┌─ Data provided

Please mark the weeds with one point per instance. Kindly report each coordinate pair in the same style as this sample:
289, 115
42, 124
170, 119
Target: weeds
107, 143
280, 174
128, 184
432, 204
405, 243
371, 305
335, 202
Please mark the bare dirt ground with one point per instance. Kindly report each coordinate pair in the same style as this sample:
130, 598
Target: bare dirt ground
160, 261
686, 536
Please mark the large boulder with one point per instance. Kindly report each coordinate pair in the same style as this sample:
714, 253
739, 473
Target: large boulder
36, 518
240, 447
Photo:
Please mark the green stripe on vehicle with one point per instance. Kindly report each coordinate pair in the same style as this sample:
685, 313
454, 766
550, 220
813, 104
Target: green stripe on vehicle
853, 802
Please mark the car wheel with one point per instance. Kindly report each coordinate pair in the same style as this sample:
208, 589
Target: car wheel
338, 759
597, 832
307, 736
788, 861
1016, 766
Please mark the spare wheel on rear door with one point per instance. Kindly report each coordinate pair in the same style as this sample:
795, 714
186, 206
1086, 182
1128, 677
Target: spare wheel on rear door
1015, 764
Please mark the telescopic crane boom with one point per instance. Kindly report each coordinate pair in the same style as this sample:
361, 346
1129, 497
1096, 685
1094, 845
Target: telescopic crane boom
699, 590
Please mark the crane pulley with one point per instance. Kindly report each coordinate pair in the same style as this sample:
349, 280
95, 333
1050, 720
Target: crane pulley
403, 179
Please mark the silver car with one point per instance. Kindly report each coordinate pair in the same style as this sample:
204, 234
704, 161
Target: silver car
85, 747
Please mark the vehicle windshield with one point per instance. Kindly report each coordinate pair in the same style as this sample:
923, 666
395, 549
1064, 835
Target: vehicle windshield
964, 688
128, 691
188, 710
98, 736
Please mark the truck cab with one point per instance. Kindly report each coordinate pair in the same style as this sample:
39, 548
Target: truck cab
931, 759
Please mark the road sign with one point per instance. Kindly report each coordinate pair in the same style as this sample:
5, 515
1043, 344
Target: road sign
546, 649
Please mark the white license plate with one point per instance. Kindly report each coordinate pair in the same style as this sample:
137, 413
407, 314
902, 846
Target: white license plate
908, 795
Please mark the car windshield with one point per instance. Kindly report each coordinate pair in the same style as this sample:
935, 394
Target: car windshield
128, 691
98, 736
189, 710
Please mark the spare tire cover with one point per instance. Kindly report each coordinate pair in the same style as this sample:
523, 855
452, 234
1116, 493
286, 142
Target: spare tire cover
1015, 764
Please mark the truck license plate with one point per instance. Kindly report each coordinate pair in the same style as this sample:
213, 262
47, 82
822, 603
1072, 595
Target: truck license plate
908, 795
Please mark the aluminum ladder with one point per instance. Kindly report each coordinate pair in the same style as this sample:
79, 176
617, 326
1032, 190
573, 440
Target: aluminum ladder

└─

What to produce:
Complete, exact output of the records is expected.

Result:
Please mark the weeds with one point per instance. Kindly report each coordinate pair in the same style as this sample:
289, 115
42, 124
170, 119
Target: weeds
107, 143
280, 174
128, 184
432, 204
405, 243
371, 305
335, 202
Please mark the bare dirt ground with one point per instance. Kindly report each coordinate pair in the same style as this sample:
130, 598
Target: bare dirt ground
160, 261
686, 536
Please mark the large boulder with one point per instance. Kindly report each coordinate pair in the same style as this sample:
714, 253
739, 473
Target: large boulder
36, 518
240, 447
Photo:
Please mark the green stripe on vehicle with one point per instance. Kindly report each coordinate pair in the same style as this sample:
685, 313
454, 766
550, 220
813, 104
Target: green stripe on vehicle
853, 802
Please mark the car wheel with one point per instance. Kindly report each coordinate pair in the same style as this sample:
208, 589
Target: car wheel
338, 759
597, 832
307, 736
788, 861
1016, 766
Please mark the spare wheel on rear door with one point per instance. Kindly report each coordinate pair in the same style as this sample:
795, 714
186, 206
1086, 182
1128, 677
Target: spare wheel on rear door
1015, 764
Please mark the telescopic crane boom with one point per instance. Kindly report each coordinate pair in the same style as this sample:
361, 346
1129, 497
1096, 685
1094, 845
Target: telescopic crane boom
699, 590
Please mark the crane pulley with one point per instance. Kindly report each coordinate pair in the same style as this sample:
349, 280
95, 333
1050, 720
Target: crane pulley
403, 179
Please mark the silver car with one point per instance. Kindly report each coordinate pair in the same style as this sample:
204, 234
704, 161
Target: silver car
85, 747
Please mark the vehicle windshield with one point per instance. Kindly report each coordinate pair in the same style as this sample:
923, 666
395, 549
1064, 835
Target: vehicle windshield
964, 688
128, 691
188, 710
98, 736
Please mark the truck cab with one point per instance. Kindly report each coordinate pair in the same style as this sample:
39, 548
Target: truck cab
931, 759
Please mark the road sign with one point per instance. Kindly report each coordinate pair in the same style as this sample:
5, 515
1043, 344
Target: road sign
546, 649
Please mark the white license plate with one point per instance. Kindly report each coordinate pair in the same style as this sample:
137, 413
407, 314
902, 846
Target: white license plate
908, 795
Please mark the car windshield with one point per instance. Kindly report each coordinate pair in the same style as this sample:
935, 394
Target: car windshield
128, 691
98, 736
189, 710
Please mark the spare tire cover with one point per instance. Kindly report each coordinate pair in the same style as this sample:
523, 855
452, 234
1116, 493
286, 142
Target: spare tire cover
1015, 764
Please mark the truck license plate with one point per instance. Kindly report each coordinate pair in the same style as this sample:
213, 262
47, 82
822, 603
1072, 595
Target: truck license plate
908, 795
Please mark the aluminum ladder with one point per instance. Kindly report each coordinate pair in the same style as this sample:
79, 176
617, 326
1032, 190
573, 440
Target: aluminum ladder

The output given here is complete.